:: Trecho selecionado ::
Mensal entre 13 de agosto de 2010 e 31 de dezembro de 2012.

terça-feira, 25 de janeiro de 2011

A importância pedagógica dos relatórios para contextualizar e descrever a situação prática: uma nova proposta pela inclusão da família.

Para entender a história... ISSN 2179-4111. Ano 2, Volume jan., Série 25/01, 2011, p.01-07.

No município de São Bernardo do Campo, na educação infantil, o mais importante instrumento metodológico avaliativo, normatizado e utilizado pela rede de ensino, é o relatório.
É em documento, redigido pela professora e revisado pelo trio-gestor (diretora, sua assistente e coordenadora).
São realizados dois relatórios por ano, um no primeiro e o outro no segundo semestre, elaborados individualmente, dois para cada criança.
Eles têm como finalidade a avaliação processual.
Ao lê-lo, deve-se visualizar os conhecimentos da criança (prévios e construídos) e o caminho percorrido, ou seja, o processo.
Assim, incluem-se intervenções, procedimentos e obstáculos vivenciados pela criança e pelo educador, pautando a análise nas áreas de conhecimentos elencadas nos referenciais curriculares nacionais e na proposta pedagógica municipal.
No entanto, a grade questão é: será que o relatório reflete a realidade prática vivenciada pelo professor e pelo educando?


Introdução a Problemática.
Ao final do semestre, o relatório é lido pela família da criança, que toma conhecimento, conversa com a professora-autora, quando julgar necessário, assinando o relatório.

O documento integra o portfólio da criança e, ao final da modalidade, escolar a família recebe o feedback educacional.
No ensino infantil II, na creche, cada criança leva o portfólio para casa, com todos os relatórios, bem como as atividades selecionadas.
Embora, apenas no último relatório, que se refere ao final do infantil II (crianças com três anos), seja fornecida uma cópia que é encaminhada para a escola que a criança integrará futuramente.
O mesmo acontece ao final do infantil V (crianças com seis anos), quando é encaminhada uma cópia do último relatório à escola de ensino fundamental onde a criança estudará.
Neste sentido, é amplamente divulgado em reuniões pedagógicas e cursos de formação de professores que o relatório deve contemplar três leitores: educador atual, professor futuro e família.

:: Extrato de dados ::
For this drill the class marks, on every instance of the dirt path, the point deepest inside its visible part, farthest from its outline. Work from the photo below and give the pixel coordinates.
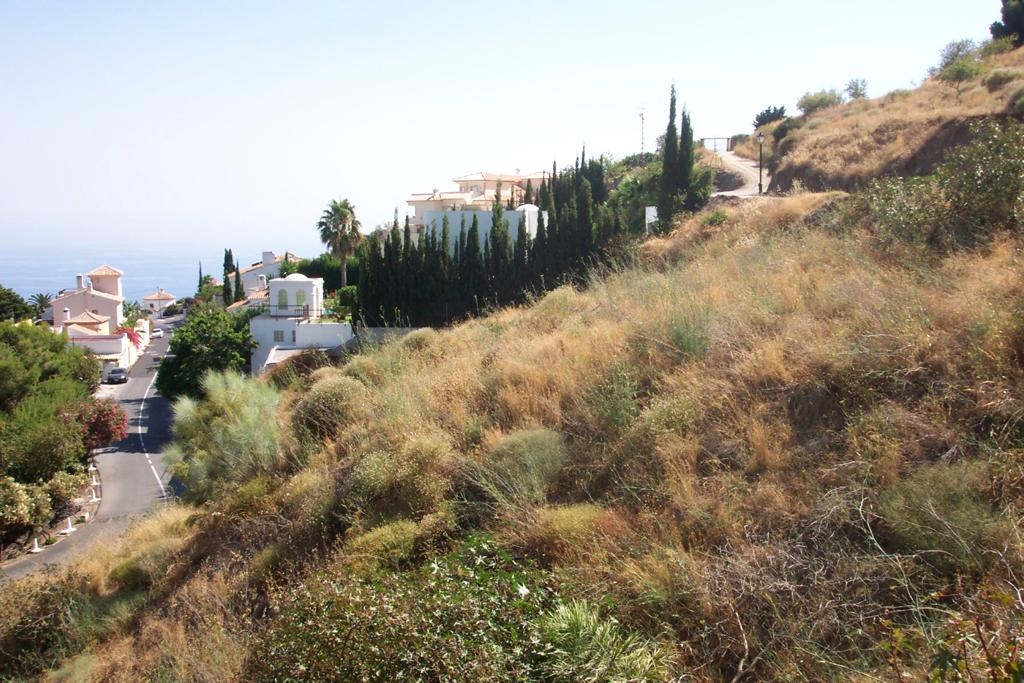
(748, 170)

:: Exercício ::
Dê continuidade ao texto sobre os relatórios de avaliação na educação infantil, começando logo após a última frase apresentada. A listagem é um material à parte, independente do texto sobre os relatórios de avaliação na educação infantil.

:: Resultado final ::
O próprio educador que redige o relatório, sendo um instrumento avaliativo de seu trabalho, necessita de uma cópia e torna-se leitor, pois precisa deste material para reavaliar constantemente sua prática pedagógica, pensando nos erros e acertos para lidar com os novos educandos que receberá no próximo ano.
A futura professora do educando precisa do relatório para lidar com seus novos alunos, tornando-o uma fonte de conhecimento dos saberes prévios de seu novo educando.
A família, a despeito de não possuir, na maior parte dos casos, conhecimentos técnicos, é um leitor em potencial do relatório, pois, ao menos teoricamente, deveria acompanhar o desenvolvimento do conhecimento e reconhecimento dos saberes construídos pela criança.
Neste último ponto é que, justamente, reside a grande problemática estabelecida para debate.    
Em doze anos de prática na rede de ensino de São Bernardo do Campo, vivenciado em algumas escolas diferentes, percebemos que existe um cuidado e preocupação com a escrita do relatório, mas sempre voltado apenas aos profissionais da educação.
As professoras sempre são orientadas e formadas para que o relatório retrate fielmente os conhecimentos das crianças, devendo retratar áreas de conhecimentos, hipóteses de escritas, desenho, construção dos números, fala, oralidade, desenvolvimento corporal e espacial, comportamento social.
Muitas vezes as educadoras são orientadas a redigir o relatório dando ênfase além nas intervenções e construções, além dos referenciais pedagógicos, citando a teoria que fundamento a prática.
A questão é que a professora não acompanha a criança vinte e quatro horas por dia, tem um contato limitado com o educando, restrito há poucas horas por dia.
Assim, ao deixar de lado ou colocar a família como leitor secundário do feedback educacional, a professora esquece que os pais poderiam e deveriam colaborar para elaboração do relatório.
Portanto, o relatório perde seu sentido e eficácia, transforma-se de instrumento pedagógico em mero imperativo burocrático.



Fundamentação teórica.
A fundamentação teórica para a hipótese da importância da família na elaboração do relatório encontra respaldo em vários pressupostos teóricos.
Está baseada, por exemplo, na problemática em torno das famílias que foi objeto de estudo da autora Cynnthia Andersen Sarti, em seu texto A Família como ordem simbólica, um trabalho centralizado nas famílias pobres, da periferia.
A autora pesquisou os desfavorecidos em relação aos valores sociais da riqueza, do prestígio e do poder.
Segundo ela, a maioria dos pais de família são semi-analfabetos, alguns mal escrevem o próprio nome, sendo obrigados pelos educadores de seus filhos a ler um relatório de duas, três páginas digitadas.
Sabendo disto, a orientação e prática das professoras deveria ser no sentido que o relatório tivesse um corpo geral, para facilitar a localização dos pais.
Como o relatório não privilegia a família como leitor, sendo a linguagem utilizada pelas professoras relatoras voltada para seus pares, torna-se de difícil compreensão para os pais.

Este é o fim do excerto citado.